■ Source text ■
Did you know that the day after Thanksgiving is also known as the National Day of Canine Pancreatitis? It’s the #1 cause of visits to ER vets that day with symptoms of gastric upset. If your dogs are counter surfer’s or trash diggers (like most GSP’s), please keep them away from areas where food is left out on Thanksgiving day or they will help themselves!
More about canine pancreatitis here:
Thanksgiving is a favorite holiday. A plentiful of food, and most often your dog is overwhelmed with the smells of the dishes served at Thanksgiving, and are waiting for a taste or something to drop on the floor. People often wonder whether dogs can take part in Thanksgiving feasts.
The short answer, unless your dog has specific food allergies or intolerances, is yes and no.
Yes, most staple Thanksgiving table items are safe for dogs to eat in moderation. And no, it is not safe for dogs to indulge in excess. In fact, a dogs lack of moderation makes Thanksgiving one of the more dangerous holidays for dogs. A day that has often been referred to the day after Thanksgiving as National Day of Canine Pancreatitis.
The real trouble is rarely caused by humans sharing their dinners with their canine friends (again, unless the dogs have specific issues with foods). Problems occur mainly when humans, are full of food and tipsy after wine, and while enjoying themselves inadvertently leave the leftovers out where the dog can get to them. Dogs have been known to consume entire turkey carcasses; even less voracious eaters will still massively overindulge if given a chance.

■ Study material ■
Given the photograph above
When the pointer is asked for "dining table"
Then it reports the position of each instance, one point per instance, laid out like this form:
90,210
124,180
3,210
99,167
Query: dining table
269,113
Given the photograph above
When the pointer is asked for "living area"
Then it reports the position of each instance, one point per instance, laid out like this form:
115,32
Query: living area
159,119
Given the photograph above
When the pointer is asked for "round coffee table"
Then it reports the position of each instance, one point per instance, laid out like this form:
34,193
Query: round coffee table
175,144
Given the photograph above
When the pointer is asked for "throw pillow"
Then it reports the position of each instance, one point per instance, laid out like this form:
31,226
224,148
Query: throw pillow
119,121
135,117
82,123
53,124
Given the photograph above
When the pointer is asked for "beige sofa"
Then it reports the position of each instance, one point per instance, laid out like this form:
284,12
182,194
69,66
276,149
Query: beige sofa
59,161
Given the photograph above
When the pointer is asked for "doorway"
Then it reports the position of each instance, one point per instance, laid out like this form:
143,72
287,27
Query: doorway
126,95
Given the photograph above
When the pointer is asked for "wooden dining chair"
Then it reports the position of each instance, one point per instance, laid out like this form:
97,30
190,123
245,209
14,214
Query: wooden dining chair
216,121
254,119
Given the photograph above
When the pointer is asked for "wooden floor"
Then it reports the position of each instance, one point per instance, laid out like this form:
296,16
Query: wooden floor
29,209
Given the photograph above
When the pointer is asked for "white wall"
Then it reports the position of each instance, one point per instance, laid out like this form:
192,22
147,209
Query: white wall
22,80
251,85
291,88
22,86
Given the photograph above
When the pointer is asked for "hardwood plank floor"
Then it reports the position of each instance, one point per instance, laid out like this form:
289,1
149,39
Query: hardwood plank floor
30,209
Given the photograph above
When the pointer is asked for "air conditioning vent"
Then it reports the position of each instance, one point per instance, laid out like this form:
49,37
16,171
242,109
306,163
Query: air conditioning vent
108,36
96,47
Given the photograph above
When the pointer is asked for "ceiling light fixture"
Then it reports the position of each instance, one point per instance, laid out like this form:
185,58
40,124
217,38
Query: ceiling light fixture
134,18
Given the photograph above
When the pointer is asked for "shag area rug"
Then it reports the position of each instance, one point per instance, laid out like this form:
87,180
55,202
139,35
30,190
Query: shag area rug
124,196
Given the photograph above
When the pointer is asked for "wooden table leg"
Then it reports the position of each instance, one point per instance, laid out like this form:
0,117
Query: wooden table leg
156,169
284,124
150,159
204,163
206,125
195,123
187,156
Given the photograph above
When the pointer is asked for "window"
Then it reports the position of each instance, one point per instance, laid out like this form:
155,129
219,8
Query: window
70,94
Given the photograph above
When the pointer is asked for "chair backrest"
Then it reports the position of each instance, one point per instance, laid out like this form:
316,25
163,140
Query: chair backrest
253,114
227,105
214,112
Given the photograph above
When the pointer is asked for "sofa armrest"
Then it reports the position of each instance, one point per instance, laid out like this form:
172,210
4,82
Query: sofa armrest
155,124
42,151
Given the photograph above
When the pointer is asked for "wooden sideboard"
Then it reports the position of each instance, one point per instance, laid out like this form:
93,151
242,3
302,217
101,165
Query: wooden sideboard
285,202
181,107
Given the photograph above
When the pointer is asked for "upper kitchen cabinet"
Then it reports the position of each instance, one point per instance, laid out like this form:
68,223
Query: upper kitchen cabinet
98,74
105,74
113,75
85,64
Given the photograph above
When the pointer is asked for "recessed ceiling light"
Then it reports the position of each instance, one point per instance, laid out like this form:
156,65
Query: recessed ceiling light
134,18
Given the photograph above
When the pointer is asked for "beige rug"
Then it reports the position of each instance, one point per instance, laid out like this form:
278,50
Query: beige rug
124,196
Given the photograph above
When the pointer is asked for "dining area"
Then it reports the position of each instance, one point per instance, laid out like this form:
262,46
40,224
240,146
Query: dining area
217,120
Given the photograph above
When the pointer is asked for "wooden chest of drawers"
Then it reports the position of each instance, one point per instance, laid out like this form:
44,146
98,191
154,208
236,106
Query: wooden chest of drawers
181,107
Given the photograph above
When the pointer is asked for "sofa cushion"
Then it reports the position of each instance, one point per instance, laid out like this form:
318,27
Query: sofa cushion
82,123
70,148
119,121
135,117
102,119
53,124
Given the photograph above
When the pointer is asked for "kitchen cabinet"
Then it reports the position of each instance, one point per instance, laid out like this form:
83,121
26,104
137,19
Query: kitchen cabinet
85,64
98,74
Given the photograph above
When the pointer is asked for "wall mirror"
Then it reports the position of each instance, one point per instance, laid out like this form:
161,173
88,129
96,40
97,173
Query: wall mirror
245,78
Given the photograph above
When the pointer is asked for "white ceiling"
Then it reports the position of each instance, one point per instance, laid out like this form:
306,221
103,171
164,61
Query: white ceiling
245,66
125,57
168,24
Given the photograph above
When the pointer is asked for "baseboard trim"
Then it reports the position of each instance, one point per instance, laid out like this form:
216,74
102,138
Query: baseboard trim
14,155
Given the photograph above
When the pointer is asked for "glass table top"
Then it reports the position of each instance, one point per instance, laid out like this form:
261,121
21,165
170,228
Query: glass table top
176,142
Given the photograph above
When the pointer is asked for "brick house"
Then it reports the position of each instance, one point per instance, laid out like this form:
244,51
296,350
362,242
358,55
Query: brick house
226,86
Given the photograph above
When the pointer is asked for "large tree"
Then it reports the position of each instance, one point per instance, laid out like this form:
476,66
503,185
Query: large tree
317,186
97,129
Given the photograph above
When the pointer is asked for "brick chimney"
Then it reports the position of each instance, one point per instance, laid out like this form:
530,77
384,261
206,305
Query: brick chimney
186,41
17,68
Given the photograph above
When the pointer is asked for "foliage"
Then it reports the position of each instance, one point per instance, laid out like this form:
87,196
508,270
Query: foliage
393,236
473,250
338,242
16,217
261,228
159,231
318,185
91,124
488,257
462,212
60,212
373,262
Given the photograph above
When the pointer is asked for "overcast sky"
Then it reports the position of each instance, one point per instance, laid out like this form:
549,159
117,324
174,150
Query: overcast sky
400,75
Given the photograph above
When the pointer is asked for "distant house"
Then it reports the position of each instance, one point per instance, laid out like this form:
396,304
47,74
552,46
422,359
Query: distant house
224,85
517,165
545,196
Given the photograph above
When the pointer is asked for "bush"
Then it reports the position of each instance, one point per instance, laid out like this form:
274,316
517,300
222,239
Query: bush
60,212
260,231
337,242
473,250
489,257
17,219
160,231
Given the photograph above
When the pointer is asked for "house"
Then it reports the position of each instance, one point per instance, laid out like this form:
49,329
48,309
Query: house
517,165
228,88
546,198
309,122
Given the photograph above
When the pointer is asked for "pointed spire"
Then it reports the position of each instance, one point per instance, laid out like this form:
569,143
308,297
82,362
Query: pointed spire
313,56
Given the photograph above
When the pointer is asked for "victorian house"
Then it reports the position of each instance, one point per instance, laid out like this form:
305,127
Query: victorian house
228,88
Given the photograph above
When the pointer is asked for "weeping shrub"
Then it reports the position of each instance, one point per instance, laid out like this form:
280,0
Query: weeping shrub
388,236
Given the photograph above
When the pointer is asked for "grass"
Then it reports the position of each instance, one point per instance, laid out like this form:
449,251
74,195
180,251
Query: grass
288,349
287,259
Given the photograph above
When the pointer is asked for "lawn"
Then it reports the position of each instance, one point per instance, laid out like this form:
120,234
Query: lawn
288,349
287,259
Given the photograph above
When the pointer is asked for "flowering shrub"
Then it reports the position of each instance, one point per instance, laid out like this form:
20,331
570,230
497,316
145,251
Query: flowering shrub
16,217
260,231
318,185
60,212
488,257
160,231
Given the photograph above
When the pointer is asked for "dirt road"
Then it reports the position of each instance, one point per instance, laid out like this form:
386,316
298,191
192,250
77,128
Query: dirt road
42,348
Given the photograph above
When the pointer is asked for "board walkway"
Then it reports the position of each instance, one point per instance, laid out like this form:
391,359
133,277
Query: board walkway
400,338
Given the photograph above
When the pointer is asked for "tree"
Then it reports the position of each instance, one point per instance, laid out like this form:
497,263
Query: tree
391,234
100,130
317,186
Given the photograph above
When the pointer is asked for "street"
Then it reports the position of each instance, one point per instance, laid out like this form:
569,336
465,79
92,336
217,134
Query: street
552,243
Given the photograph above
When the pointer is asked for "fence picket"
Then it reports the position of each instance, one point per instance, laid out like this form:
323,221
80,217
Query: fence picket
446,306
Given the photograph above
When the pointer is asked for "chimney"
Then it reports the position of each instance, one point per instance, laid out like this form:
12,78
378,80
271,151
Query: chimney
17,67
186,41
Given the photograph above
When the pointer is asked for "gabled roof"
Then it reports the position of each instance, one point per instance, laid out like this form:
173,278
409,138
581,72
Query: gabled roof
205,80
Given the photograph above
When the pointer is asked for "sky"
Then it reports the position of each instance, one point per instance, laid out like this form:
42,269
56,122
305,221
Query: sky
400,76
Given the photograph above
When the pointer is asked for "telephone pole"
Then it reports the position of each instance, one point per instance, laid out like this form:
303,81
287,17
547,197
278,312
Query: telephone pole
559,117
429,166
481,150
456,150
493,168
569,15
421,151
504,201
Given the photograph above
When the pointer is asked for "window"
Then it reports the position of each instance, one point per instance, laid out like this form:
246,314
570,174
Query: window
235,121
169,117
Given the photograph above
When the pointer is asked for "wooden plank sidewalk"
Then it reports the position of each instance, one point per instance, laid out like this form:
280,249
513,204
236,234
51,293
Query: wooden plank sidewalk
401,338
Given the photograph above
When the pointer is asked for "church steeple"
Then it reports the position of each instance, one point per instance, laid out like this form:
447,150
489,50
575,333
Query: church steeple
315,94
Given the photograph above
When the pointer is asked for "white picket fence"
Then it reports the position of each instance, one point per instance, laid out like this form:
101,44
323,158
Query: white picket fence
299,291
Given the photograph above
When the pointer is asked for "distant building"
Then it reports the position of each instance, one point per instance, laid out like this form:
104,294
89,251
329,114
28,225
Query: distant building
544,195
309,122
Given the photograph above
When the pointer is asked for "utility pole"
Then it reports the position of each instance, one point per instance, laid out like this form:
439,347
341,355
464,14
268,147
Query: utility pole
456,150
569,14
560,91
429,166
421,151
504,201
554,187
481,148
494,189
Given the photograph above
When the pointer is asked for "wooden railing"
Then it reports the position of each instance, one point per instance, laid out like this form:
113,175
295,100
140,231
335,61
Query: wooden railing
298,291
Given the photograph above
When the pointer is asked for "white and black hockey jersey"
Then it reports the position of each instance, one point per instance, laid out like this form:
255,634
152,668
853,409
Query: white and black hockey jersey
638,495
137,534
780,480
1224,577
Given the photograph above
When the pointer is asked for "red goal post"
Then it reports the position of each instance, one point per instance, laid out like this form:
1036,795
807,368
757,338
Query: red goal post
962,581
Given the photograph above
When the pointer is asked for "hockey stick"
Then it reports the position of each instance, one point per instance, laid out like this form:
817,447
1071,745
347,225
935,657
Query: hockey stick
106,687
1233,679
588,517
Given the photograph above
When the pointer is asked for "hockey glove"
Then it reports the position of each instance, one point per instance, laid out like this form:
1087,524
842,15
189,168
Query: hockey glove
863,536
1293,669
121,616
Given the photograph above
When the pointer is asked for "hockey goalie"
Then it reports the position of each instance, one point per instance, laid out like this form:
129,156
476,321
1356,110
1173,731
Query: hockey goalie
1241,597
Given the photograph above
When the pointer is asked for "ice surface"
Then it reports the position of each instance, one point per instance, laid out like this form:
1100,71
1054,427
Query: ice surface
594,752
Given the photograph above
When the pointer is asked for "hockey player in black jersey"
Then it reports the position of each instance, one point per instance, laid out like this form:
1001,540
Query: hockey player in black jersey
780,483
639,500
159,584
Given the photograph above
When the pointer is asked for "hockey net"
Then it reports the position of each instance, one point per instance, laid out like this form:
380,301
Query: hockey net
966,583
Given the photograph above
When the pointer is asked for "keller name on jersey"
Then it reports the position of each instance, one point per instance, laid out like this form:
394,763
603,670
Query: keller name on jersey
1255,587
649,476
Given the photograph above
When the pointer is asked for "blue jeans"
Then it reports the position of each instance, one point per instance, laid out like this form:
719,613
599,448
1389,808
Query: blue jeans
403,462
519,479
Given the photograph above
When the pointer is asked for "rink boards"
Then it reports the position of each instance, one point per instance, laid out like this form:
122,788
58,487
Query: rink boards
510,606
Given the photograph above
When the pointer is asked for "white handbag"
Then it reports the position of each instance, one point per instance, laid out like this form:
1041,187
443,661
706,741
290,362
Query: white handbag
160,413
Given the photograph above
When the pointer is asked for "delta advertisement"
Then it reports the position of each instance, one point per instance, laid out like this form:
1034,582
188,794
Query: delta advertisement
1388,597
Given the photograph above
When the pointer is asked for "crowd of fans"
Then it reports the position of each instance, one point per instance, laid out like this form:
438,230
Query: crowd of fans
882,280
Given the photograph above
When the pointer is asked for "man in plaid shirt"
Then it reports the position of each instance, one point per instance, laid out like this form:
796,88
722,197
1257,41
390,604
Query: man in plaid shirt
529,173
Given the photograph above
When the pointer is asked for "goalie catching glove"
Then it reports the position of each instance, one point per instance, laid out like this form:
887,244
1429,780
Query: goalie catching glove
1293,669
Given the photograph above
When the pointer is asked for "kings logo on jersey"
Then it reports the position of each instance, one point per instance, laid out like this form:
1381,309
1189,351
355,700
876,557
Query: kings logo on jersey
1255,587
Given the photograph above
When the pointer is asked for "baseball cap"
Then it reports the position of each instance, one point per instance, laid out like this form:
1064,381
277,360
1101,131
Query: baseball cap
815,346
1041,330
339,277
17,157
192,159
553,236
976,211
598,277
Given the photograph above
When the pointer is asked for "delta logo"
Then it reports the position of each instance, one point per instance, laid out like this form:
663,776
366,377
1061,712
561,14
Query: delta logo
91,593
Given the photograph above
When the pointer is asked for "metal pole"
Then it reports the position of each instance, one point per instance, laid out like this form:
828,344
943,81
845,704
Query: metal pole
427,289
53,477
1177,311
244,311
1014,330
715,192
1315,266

■ Work to be completed ■
Continue the article on Thanksgiving food and canine pancreatitis, starting right after its last sentence.

■ Reply ■
The classic case that develops on National Day of Canine Pancreatitis proceeds like this. After dinner, the family adjouns to the living room to watch football. The dog sneaks into the dining room or the kitchen or the trash area and helps himself to a massive quantity of turkey — especially the delicious rich skin — and whatever else he can get his jaws on. The fat in the turkey skin overwhelms the dog’s pancreas, which produces the enzymes that digest said fat. The overwhelmed pancreas responds by releasing enzymes aberrantly, causing digestion of the organ itself. Vomiting, diarrhea, and pain occur. Severe cases can be life threatening or can lead to diabetes later.
What about people who keep the leftovers locked down but who want to share some of their feast (in moderation, of course) with their dogs? Here is the rundown on the common Thanksgiving foods that are (and aren’t) safe for dogs, or at least those dogs who don’t have any food allergies or intolerances.
Turkey: White meat turkey is generally among the safest things that can be fed to dogs. The dark meat is slightly richer and therefore less safe. Skin is a no-no in anything but the smallest quantities.
Turkey meat is relatively safe, but the same cannot be said for the skin.
Stuffing: This tasty item usually contains onions and garlic. Onions and garlic are potentially toxic to dogs, but the good news is that it takes quite a lot of them to cause problems. The drippings in the stuffing also pose a pancreatitis risk. Some folks put raisins in their stuffing. Remember that grapes and raisins are extremely toxic to some dogs and should never be fed to them. Long story short: A small quantity of raisin-free stuffing probably won’t harm most dogs.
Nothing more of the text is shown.